**Stated task:**
Rewrite all of the following rows, including the requests, scaling every x and y coordinate in the answers by 1.95 and rounding to the nearest whole number, with halves rounded up. Omit the pictures from your output.

[Items from a data source]

# # #

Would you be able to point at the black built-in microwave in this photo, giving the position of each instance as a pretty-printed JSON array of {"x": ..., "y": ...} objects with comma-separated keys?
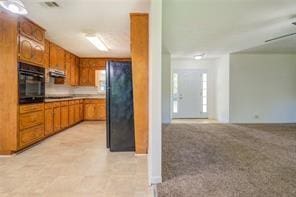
[{"x": 31, "y": 82}]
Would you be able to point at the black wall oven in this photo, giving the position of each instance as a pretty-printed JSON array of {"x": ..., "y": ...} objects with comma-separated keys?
[{"x": 31, "y": 83}]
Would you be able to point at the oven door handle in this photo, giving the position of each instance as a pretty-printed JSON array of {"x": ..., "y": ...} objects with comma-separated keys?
[{"x": 31, "y": 74}]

# # #

**Result:**
Would you be able to point at the black built-in microwave in this photo, giving the position of each instance as a pretty-printed JSON array of {"x": ..., "y": ...} objects with comma-separated keys?
[{"x": 60, "y": 160}]
Would you be able to point at the black wall oven in this photo, giving the position of each instance as a pretty-printed JSON array of {"x": ..., "y": ...} objects with comma-separated keys?
[{"x": 60, "y": 162}]
Would you be able to point at the oven door handle in this photo, giving the position of each instance as a pretty-printed JSON array of {"x": ..., "y": ...} objects with comma-separated keys?
[{"x": 60, "y": 144}]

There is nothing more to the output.